*What is being asked:* All of the data should be output character for character, except the pictures.

____ Data lines

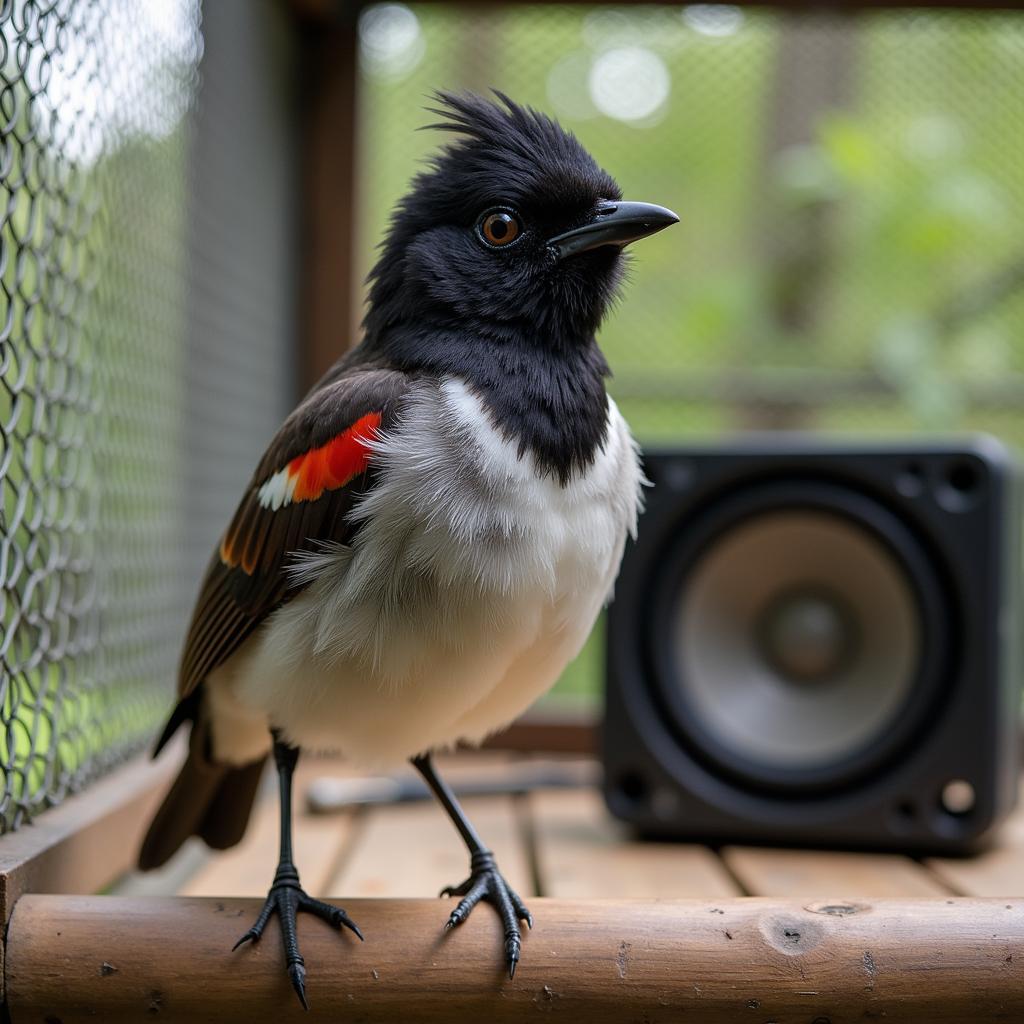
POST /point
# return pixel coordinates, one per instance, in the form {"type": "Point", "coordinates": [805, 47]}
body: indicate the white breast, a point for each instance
{"type": "Point", "coordinates": [472, 582]}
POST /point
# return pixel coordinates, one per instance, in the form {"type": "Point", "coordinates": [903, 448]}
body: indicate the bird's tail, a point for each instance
{"type": "Point", "coordinates": [208, 799]}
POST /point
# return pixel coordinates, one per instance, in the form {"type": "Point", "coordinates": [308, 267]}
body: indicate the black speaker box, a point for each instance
{"type": "Point", "coordinates": [819, 643]}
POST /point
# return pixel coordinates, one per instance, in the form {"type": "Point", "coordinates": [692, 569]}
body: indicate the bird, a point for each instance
{"type": "Point", "coordinates": [431, 534]}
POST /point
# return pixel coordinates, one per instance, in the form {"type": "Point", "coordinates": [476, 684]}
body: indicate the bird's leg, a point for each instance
{"type": "Point", "coordinates": [287, 896]}
{"type": "Point", "coordinates": [484, 880]}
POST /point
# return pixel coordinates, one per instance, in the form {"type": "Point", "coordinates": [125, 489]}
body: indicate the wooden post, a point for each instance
{"type": "Point", "coordinates": [330, 303]}
{"type": "Point", "coordinates": [112, 958]}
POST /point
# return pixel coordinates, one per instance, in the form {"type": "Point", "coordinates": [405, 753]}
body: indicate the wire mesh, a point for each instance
{"type": "Point", "coordinates": [144, 352]}
{"type": "Point", "coordinates": [851, 189]}
{"type": "Point", "coordinates": [92, 275]}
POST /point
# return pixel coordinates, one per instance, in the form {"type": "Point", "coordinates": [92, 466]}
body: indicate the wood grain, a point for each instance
{"type": "Point", "coordinates": [582, 852]}
{"type": "Point", "coordinates": [822, 873]}
{"type": "Point", "coordinates": [90, 839]}
{"type": "Point", "coordinates": [86, 958]}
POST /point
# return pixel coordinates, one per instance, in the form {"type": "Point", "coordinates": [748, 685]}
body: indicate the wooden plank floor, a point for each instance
{"type": "Point", "coordinates": [563, 843]}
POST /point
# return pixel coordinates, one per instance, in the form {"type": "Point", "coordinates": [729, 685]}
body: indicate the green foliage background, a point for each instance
{"type": "Point", "coordinates": [861, 272]}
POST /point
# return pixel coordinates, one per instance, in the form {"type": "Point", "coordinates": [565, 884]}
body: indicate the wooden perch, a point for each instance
{"type": "Point", "coordinates": [73, 958]}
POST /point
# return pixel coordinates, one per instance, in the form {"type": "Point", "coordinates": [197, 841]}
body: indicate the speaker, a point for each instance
{"type": "Point", "coordinates": [819, 643]}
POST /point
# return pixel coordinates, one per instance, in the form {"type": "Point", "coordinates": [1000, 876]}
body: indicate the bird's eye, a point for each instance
{"type": "Point", "coordinates": [500, 227]}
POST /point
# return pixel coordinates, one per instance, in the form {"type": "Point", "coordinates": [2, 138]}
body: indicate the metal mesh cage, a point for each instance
{"type": "Point", "coordinates": [851, 189]}
{"type": "Point", "coordinates": [116, 392]}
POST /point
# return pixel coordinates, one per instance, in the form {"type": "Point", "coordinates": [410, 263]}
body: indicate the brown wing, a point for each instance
{"type": "Point", "coordinates": [314, 469]}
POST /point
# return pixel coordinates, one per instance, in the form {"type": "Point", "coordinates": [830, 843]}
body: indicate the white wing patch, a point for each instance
{"type": "Point", "coordinates": [278, 491]}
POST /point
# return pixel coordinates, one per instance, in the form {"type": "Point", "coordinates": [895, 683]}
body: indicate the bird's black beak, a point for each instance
{"type": "Point", "coordinates": [613, 224]}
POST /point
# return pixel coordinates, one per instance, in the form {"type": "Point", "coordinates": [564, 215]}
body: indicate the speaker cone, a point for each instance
{"type": "Point", "coordinates": [793, 653]}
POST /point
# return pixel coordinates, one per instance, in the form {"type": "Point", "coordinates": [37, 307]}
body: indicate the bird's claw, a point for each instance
{"type": "Point", "coordinates": [287, 898]}
{"type": "Point", "coordinates": [485, 883]}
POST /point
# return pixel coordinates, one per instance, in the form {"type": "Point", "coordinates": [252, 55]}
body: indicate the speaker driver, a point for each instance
{"type": "Point", "coordinates": [796, 652]}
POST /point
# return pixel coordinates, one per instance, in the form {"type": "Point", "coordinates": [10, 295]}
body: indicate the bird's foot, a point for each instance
{"type": "Point", "coordinates": [485, 883]}
{"type": "Point", "coordinates": [288, 899]}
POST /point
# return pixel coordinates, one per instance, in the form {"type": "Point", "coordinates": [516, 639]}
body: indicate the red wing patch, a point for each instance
{"type": "Point", "coordinates": [326, 468]}
{"type": "Point", "coordinates": [262, 525]}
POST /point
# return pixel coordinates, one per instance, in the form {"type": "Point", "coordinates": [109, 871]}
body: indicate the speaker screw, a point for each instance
{"type": "Point", "coordinates": [958, 797]}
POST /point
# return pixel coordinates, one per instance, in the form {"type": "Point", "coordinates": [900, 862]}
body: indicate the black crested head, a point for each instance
{"type": "Point", "coordinates": [499, 265]}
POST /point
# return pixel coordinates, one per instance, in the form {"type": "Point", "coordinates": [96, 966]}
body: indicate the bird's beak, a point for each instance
{"type": "Point", "coordinates": [613, 224]}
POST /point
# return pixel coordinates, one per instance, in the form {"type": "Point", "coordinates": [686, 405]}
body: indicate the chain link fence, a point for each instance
{"type": "Point", "coordinates": [119, 299]}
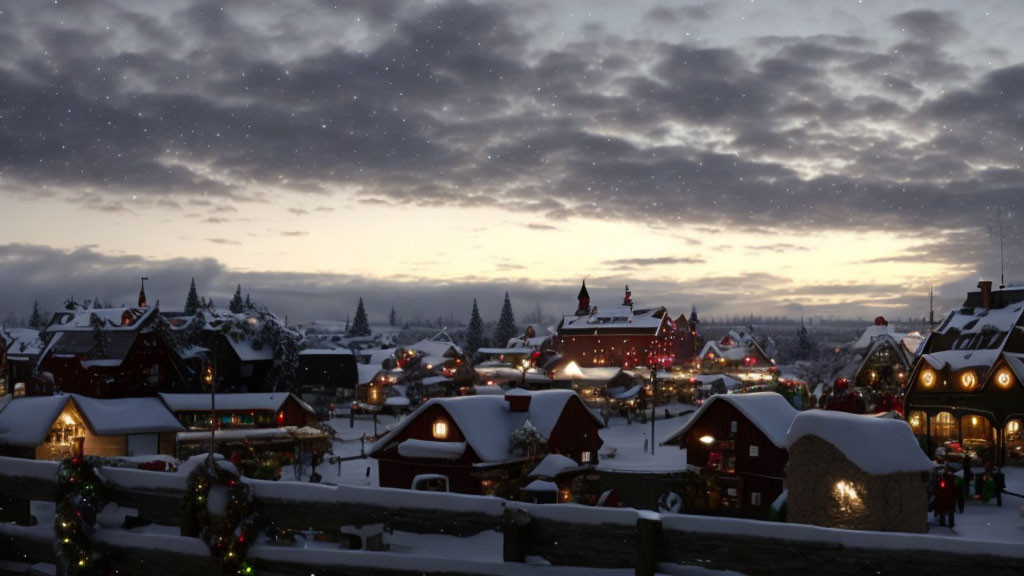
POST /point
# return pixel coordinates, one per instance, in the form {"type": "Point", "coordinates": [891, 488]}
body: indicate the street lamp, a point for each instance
{"type": "Point", "coordinates": [653, 397]}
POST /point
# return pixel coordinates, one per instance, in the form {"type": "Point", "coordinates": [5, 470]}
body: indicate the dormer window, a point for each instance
{"type": "Point", "coordinates": [440, 429]}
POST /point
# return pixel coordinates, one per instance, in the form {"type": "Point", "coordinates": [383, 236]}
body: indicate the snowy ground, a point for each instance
{"type": "Point", "coordinates": [984, 522]}
{"type": "Point", "coordinates": [981, 522]}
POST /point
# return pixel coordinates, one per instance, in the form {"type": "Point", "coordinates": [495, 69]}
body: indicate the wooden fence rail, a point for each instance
{"type": "Point", "coordinates": [563, 535]}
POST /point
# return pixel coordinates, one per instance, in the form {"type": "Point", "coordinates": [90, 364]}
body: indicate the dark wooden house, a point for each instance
{"type": "Point", "coordinates": [111, 353]}
{"type": "Point", "coordinates": [738, 443]}
{"type": "Point", "coordinates": [626, 336]}
{"type": "Point", "coordinates": [965, 395]}
{"type": "Point", "coordinates": [47, 427]}
{"type": "Point", "coordinates": [248, 410]}
{"type": "Point", "coordinates": [469, 441]}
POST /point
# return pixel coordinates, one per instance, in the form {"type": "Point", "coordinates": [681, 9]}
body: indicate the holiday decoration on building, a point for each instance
{"type": "Point", "coordinates": [80, 497]}
{"type": "Point", "coordinates": [218, 507]}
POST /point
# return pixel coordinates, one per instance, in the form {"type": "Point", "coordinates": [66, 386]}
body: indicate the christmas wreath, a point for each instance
{"type": "Point", "coordinates": [80, 497]}
{"type": "Point", "coordinates": [219, 508]}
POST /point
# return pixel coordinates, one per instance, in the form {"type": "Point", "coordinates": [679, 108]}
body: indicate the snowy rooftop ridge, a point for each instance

________

*Written response:*
POST /point
# return pixel coordinates, one per instance, in the form {"type": "Point", "coordinates": [805, 47]}
body: indicate the white breast, a point for each instance
{"type": "Point", "coordinates": [472, 582]}
POST /point
# return pixel coordinates, one per instance, in the form {"type": "Point", "coordinates": [903, 448]}
body: indicate the bird's tail, a point for each instance
{"type": "Point", "coordinates": [208, 799]}
POST /point
# return pixel coordinates, one per instance, in the form {"type": "Point", "coordinates": [308, 267]}
body: indicate the black speaker box, a point for each instance
{"type": "Point", "coordinates": [819, 643]}
POST /point
# return pixel coordinates, one per instance, in the form {"type": "Point", "coordinates": [692, 569]}
body: indicate the bird, a point for each instance
{"type": "Point", "coordinates": [431, 534]}
POST /point
# return pixel coordinates, one per instance, in the form {"type": "Point", "coordinates": [476, 684]}
body: indicate the bird's leg, a point for each instance
{"type": "Point", "coordinates": [287, 896]}
{"type": "Point", "coordinates": [484, 880]}
POST /point
# return pixel coordinates, one per instance, in the form {"type": "Point", "coordinates": [125, 489]}
body: indicate the wooden post, a point for each instance
{"type": "Point", "coordinates": [330, 303]}
{"type": "Point", "coordinates": [112, 958]}
POST /point
# return pixel coordinates, one per instance, in the form {"type": "Point", "coordinates": [405, 753]}
body: indicate the wire mesh, a point for each instance
{"type": "Point", "coordinates": [144, 352]}
{"type": "Point", "coordinates": [851, 189]}
{"type": "Point", "coordinates": [92, 275]}
POST /point
# return pixel coordinates, one per instance, in the form {"type": "Point", "coordinates": [92, 466]}
body: indicate the wood grain, a point for each instance
{"type": "Point", "coordinates": [582, 852]}
{"type": "Point", "coordinates": [822, 873]}
{"type": "Point", "coordinates": [90, 839]}
{"type": "Point", "coordinates": [86, 958]}
POST /point
# return pixel coordinates, one per instance, in the form {"type": "Point", "coordinates": [748, 685]}
body: indicate the wooden plank floor, a point for each instance
{"type": "Point", "coordinates": [563, 843]}
POST /point
# return pixel coordinates, one per instance, in the form {"type": "Point", "coordinates": [729, 685]}
body: indicate the green foliage background, a point for each instance
{"type": "Point", "coordinates": [861, 272]}
POST /point
# return pixel coordinates, one per instance, in the form {"type": "Point", "coordinates": [565, 884]}
body: indicate the wooden perch, a point for each instance
{"type": "Point", "coordinates": [73, 958]}
POST /point
# return pixel coordinates, one per instance, in the form {"type": "Point", "coordinates": [197, 841]}
body: indicate the speaker, a point for each instance
{"type": "Point", "coordinates": [819, 643]}
POST /point
# return pixel coordinates, one per instance, in the form {"type": "Point", "coordinates": [1000, 876]}
body: indicate the bird's eye, a point for each instance
{"type": "Point", "coordinates": [500, 227]}
POST /point
# return pixel coordinates, one per instance, in the form {"type": "Point", "coordinates": [2, 138]}
body: indicate the metal mesh cage, a point for each instance
{"type": "Point", "coordinates": [851, 189]}
{"type": "Point", "coordinates": [116, 392]}
POST /point
# return pixel coordinates, one per instance, in the form {"type": "Point", "coordinates": [410, 263]}
body: indicate the brown wing, a point for each instance
{"type": "Point", "coordinates": [314, 469]}
POST /point
# return pixel coordinates, one per instance, in the form {"type": "Point", "coordinates": [830, 843]}
body: indicate the white wing patch, a point for each instance
{"type": "Point", "coordinates": [278, 491]}
POST /point
# return pixel coordinates, one per instance, in the form {"type": "Point", "coordinates": [895, 683]}
body: indicate the bird's black beak, a point for each instance
{"type": "Point", "coordinates": [613, 224]}
POST /point
# return pixel coordinates, one per instance, in the form {"type": "Point", "coordinates": [564, 215]}
body: indicate the speaker cone, a point for each instance
{"type": "Point", "coordinates": [793, 653]}
POST /point
# return pixel coordinates, one per instance, in the form {"type": "Point", "coordinates": [37, 307]}
body: indicate the bird's claw, a point for each instance
{"type": "Point", "coordinates": [287, 898]}
{"type": "Point", "coordinates": [485, 883]}
POST /point
# return pixel coordinates, one per instance, in the form {"type": "Point", "coordinates": [252, 55]}
body: indicate the speaker driver, a point for each instance
{"type": "Point", "coordinates": [796, 652]}
POST /point
# return pixel coordinates, one per instance, in the form {"type": "Point", "coordinates": [10, 295]}
body: indicate the bird's foot, a point for each instance
{"type": "Point", "coordinates": [485, 883]}
{"type": "Point", "coordinates": [288, 899]}
POST /point
# return pixel coordinates, one per instance, in the form {"type": "Point", "coordinates": [516, 639]}
body: indicate the red wing patch, a point for each instance
{"type": "Point", "coordinates": [326, 468]}
{"type": "Point", "coordinates": [262, 525]}
POST /point
# return pixel coordinates, one per instance, in the form {"type": "Point", "coordinates": [109, 871]}
body: indicate the speaker screw, a point for each instance
{"type": "Point", "coordinates": [958, 797]}
POST /point
# return pixel coordinates, one per instance, in the form {"type": "Point", "coordinates": [900, 862]}
body: indicate the black crested head, a point for each instance
{"type": "Point", "coordinates": [499, 265]}
POST /point
# return pixel coordinates, one per instance, in the form {"type": "Point", "coordinates": [96, 966]}
body: indicate the bird's beak, a point for each instance
{"type": "Point", "coordinates": [613, 224]}
POST /point
# return pixel coordinates, one per instance, in the form {"type": "Point", "coordinates": [686, 405]}
body: indicate the chain link fence, a point for each instance
{"type": "Point", "coordinates": [119, 299]}
POST /point
# return pixel coordinates, one per instance, in the form {"type": "Point", "coordinates": [891, 488]}
body: indicate the street lamp, a point for each instance
{"type": "Point", "coordinates": [653, 397]}
POST /point
# return pixel coordinates, one per instance, in the form {"type": "Point", "coordinates": [5, 470]}
body: indicate the dormer window, a point for each instance
{"type": "Point", "coordinates": [440, 429]}
POST /point
# return pixel coordinates, one per instance, in the form {"type": "Point", "coordinates": [383, 236]}
body: indicate the snowy ground, a point for each instance
{"type": "Point", "coordinates": [984, 522]}
{"type": "Point", "coordinates": [981, 522]}
POST /point
# return pixel coordinates, one per instance, in the form {"type": "Point", "coordinates": [495, 69]}
body: indicate the wooden fence rail, a point for each instance
{"type": "Point", "coordinates": [563, 535]}
POST /point
# return pixel coordinates, one per instance, in the form {"type": "Point", "coordinates": [90, 364]}
body: indicate the dark wooden house, a point for each instance
{"type": "Point", "coordinates": [111, 353]}
{"type": "Point", "coordinates": [738, 443]}
{"type": "Point", "coordinates": [626, 336]}
{"type": "Point", "coordinates": [965, 395]}
{"type": "Point", "coordinates": [47, 427]}
{"type": "Point", "coordinates": [248, 410]}
{"type": "Point", "coordinates": [469, 441]}
POST /point
# return pixel coordinates, one per instance, in the form {"type": "Point", "coordinates": [681, 9]}
body: indicate the holiday decoration on building, a point for each instance
{"type": "Point", "coordinates": [80, 497]}
{"type": "Point", "coordinates": [218, 507]}
POST /point
# return pixel coordinates, one per instance, in the form {"type": "Point", "coordinates": [66, 386]}
body: indicate the christmas wreath, a point for each instance
{"type": "Point", "coordinates": [80, 497]}
{"type": "Point", "coordinates": [219, 508]}
POST /point
# return pixel coordinates, one per instance, in the form {"type": "Point", "coordinates": [679, 108]}
body: indicate the snowy rooftop ridge, a point for each instance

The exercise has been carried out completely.